TEXTE PROPOSÉ:
■ ■ ■ ■ ■
Que sont les perfluorés, ces composés chimiques que l’on appelle aussi les polluants éternels ?

Composés perfluorés, PFAS ou « polluants éternels », autant d’expressions pour désigner une classe chimique créée par l’humain, présente dans une multitude d’objets manufacturés. Elle constitue un groupe de polluants persistants et dangereux pour la santé.

Une enquête journalistique révélait au printemps 2022 des niveaux alarmants de substances perfluorées dans l’eau, l’air et les sols de la ville industrielle de Pierre-Bénite au sud de Lyon. Les autorités françaises surveillent depuis ce type de pollution. Il faut dire qu’ils sont extrêmement répandus… Téflon, Gore-Tex, SchotchGuard, cela vous dit quelque chose ?
■ ■ ■ ■ ■
DONNÉES FOURNIES:
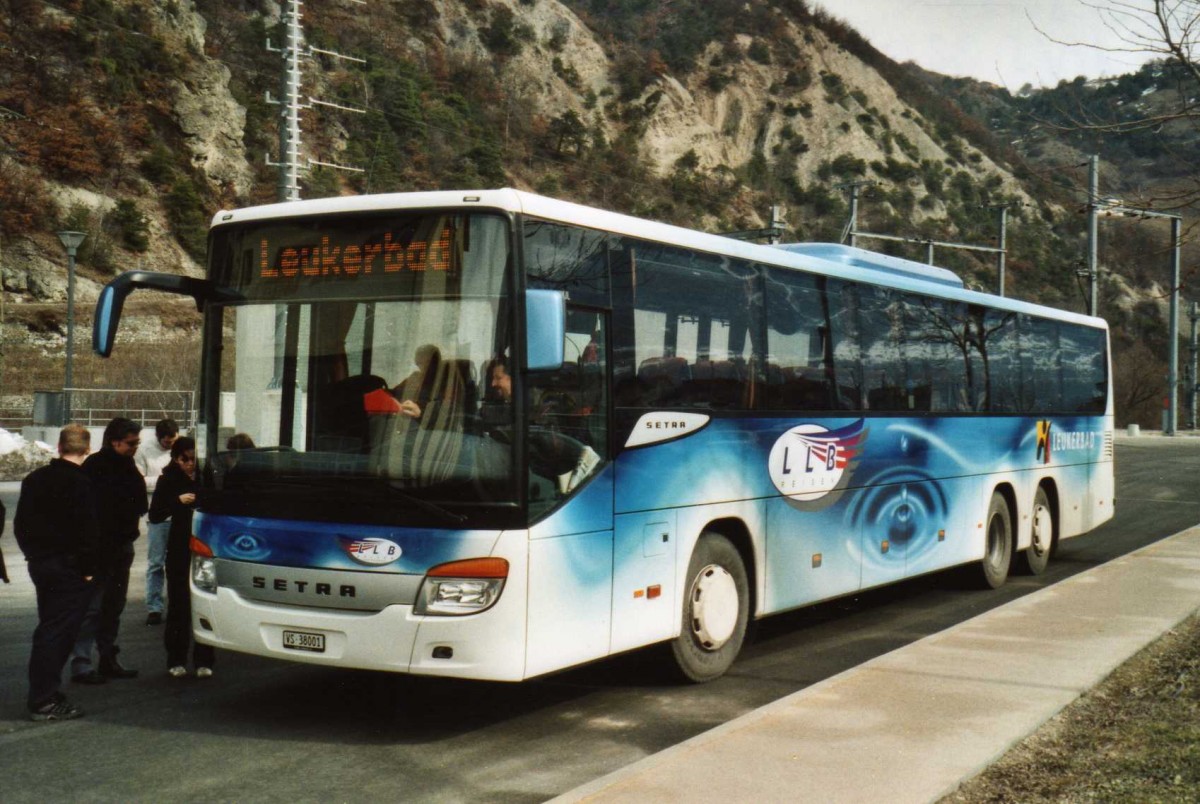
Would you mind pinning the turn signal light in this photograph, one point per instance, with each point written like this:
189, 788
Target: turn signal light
472, 568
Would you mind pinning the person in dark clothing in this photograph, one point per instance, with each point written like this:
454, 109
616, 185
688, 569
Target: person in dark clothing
174, 498
55, 527
120, 493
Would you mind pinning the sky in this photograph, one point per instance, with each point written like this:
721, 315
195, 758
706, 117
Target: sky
991, 40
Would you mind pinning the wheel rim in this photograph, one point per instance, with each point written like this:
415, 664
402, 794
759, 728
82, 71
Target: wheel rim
1043, 531
714, 607
996, 538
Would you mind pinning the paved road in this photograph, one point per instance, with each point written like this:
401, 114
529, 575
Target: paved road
273, 731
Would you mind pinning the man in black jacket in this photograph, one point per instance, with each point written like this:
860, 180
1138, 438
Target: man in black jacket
55, 527
120, 493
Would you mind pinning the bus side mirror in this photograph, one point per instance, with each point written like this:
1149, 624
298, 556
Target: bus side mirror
545, 329
108, 316
112, 300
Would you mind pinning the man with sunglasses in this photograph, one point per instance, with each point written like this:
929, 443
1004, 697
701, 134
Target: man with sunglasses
120, 495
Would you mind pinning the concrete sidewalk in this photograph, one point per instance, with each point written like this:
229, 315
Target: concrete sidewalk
913, 724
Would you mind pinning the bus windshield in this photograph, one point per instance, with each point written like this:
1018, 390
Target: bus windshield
355, 370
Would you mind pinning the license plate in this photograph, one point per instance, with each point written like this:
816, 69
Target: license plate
304, 641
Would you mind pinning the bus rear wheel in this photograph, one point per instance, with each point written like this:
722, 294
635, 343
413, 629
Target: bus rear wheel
997, 555
715, 610
1037, 556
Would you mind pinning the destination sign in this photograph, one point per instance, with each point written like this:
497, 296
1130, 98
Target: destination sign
345, 258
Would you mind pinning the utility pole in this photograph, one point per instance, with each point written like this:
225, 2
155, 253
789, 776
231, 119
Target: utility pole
1173, 310
288, 186
849, 234
772, 233
1093, 189
1194, 315
775, 226
1173, 365
293, 51
1002, 239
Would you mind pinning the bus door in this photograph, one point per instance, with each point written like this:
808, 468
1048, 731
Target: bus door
571, 486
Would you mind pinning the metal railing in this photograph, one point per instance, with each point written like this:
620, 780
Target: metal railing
95, 407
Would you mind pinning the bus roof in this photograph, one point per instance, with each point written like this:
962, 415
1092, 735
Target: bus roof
831, 259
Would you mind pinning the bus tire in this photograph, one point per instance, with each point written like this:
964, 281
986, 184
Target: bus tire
715, 610
997, 550
1042, 544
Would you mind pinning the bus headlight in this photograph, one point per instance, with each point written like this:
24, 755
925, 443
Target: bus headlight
465, 587
204, 567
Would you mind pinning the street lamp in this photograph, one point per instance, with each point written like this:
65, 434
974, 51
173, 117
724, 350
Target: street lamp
71, 241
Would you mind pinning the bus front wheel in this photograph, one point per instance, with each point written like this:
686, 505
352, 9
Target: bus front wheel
715, 610
1037, 557
999, 546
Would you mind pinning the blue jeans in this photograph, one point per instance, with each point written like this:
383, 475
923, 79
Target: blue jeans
156, 558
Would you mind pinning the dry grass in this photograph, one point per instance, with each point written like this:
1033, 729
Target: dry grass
1133, 738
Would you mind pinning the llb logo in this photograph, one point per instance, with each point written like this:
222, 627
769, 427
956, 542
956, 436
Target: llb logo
371, 551
809, 461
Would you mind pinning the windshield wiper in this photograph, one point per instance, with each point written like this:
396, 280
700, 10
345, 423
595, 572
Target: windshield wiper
424, 504
354, 485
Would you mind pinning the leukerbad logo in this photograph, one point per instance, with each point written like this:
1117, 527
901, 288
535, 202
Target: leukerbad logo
811, 465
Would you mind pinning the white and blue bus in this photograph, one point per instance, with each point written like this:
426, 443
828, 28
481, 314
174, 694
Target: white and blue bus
491, 435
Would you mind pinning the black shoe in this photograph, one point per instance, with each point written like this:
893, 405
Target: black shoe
89, 677
58, 708
114, 669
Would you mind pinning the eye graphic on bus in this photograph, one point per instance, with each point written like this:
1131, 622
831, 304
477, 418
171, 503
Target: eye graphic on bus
249, 547
809, 461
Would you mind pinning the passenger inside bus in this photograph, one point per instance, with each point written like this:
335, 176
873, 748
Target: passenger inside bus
558, 461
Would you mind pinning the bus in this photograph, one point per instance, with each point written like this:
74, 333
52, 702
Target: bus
492, 435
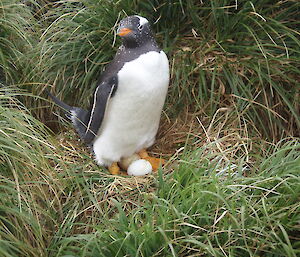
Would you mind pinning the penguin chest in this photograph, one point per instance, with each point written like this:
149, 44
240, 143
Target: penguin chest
132, 117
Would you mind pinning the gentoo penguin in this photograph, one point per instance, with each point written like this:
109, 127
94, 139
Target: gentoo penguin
126, 106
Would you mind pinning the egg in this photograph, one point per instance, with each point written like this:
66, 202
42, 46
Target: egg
125, 162
139, 168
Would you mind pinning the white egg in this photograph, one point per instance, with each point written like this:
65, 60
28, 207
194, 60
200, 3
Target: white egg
139, 168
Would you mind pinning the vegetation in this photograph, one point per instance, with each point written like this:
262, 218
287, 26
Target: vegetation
229, 130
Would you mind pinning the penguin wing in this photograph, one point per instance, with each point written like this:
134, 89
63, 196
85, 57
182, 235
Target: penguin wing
87, 123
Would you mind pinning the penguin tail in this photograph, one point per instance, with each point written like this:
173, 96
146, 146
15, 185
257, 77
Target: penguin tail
67, 108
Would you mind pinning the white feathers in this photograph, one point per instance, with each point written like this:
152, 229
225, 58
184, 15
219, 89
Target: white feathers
139, 168
132, 116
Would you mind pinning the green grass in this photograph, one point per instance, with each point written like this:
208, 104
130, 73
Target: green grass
229, 129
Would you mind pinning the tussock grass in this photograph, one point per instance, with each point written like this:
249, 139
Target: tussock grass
231, 184
195, 212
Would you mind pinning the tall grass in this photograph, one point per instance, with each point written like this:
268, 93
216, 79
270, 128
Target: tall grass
230, 187
196, 213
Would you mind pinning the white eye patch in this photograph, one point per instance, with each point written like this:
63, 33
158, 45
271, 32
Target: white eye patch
142, 20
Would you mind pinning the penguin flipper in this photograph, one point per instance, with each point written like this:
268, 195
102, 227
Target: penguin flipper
61, 104
87, 123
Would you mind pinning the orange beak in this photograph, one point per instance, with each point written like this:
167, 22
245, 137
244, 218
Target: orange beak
123, 31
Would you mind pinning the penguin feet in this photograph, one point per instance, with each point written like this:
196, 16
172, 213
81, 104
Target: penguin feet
155, 162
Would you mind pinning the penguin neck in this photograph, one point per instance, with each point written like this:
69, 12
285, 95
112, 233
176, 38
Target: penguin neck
149, 44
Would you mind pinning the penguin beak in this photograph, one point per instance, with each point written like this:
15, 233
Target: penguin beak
123, 31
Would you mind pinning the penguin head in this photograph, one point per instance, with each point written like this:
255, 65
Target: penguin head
135, 31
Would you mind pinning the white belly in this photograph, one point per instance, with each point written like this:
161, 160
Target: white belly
132, 115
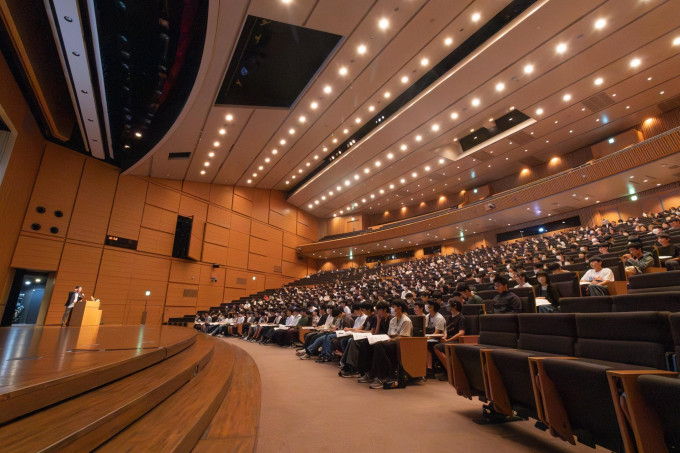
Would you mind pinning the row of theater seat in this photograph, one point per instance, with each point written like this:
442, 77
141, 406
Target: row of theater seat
554, 368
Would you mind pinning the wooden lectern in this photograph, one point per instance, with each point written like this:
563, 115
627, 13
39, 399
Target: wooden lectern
85, 313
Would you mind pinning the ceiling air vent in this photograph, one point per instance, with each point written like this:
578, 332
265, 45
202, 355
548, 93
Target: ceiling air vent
173, 156
521, 138
598, 102
670, 104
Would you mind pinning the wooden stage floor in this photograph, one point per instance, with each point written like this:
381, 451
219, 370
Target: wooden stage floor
43, 365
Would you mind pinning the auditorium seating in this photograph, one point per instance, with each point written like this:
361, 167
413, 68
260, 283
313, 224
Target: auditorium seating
163, 396
574, 396
659, 301
658, 281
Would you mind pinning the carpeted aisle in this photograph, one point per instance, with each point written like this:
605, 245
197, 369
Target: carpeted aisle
307, 407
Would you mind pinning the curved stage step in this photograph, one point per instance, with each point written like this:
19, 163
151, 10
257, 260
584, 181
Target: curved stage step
207, 390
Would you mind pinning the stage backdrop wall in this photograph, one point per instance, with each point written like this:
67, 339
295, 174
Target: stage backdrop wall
250, 233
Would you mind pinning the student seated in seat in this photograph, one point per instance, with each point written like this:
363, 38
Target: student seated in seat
598, 277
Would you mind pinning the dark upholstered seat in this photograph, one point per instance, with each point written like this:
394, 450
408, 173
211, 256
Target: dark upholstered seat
495, 331
654, 282
658, 301
662, 394
540, 335
606, 341
593, 304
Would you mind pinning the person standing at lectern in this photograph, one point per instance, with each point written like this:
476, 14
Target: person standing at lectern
73, 297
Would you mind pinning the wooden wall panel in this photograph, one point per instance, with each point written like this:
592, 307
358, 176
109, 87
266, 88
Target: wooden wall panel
55, 190
261, 205
128, 207
185, 272
240, 223
213, 253
219, 216
221, 195
266, 232
159, 219
284, 222
176, 294
154, 241
197, 189
238, 240
93, 204
242, 205
163, 197
237, 258
37, 253
262, 263
216, 235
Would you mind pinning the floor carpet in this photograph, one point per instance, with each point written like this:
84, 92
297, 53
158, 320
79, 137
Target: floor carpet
307, 407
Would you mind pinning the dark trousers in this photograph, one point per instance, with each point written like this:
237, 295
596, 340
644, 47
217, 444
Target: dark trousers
385, 360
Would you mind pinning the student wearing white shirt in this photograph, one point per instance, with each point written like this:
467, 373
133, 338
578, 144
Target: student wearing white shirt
598, 277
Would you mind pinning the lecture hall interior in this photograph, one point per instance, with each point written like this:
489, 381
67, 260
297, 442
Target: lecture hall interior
340, 225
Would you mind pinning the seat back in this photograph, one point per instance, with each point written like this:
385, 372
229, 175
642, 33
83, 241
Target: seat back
593, 304
528, 299
418, 325
657, 301
638, 338
499, 330
555, 334
669, 281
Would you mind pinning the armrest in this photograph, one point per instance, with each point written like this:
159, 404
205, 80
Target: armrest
468, 339
413, 355
549, 405
639, 424
494, 387
617, 287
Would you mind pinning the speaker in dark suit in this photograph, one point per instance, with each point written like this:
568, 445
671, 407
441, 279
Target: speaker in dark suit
73, 297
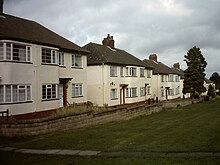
■ ■ ■ ■ ■
EXERCICE:
Répondez aux questions suivantes à partir du texte sur les polluants éternels.
(a) Quelles expressions le texte cite-t-il pour désigner cette classe chimique ?
(b) À quel moment une enquête journalistique a-t-elle révélé des niveaux alarmants de substances perfluorées ?
(c) Dans quelle ville ces niveaux ont-ils été relevés, et où se situe-t-elle ?

CORRIGÉ:
(a) Composés perfluorés, PFAS ou « polluants éternels ».
(b) Au printemps 2022.
(c) À Pierre-Bénite, une ville industrielle au sud de Lyon.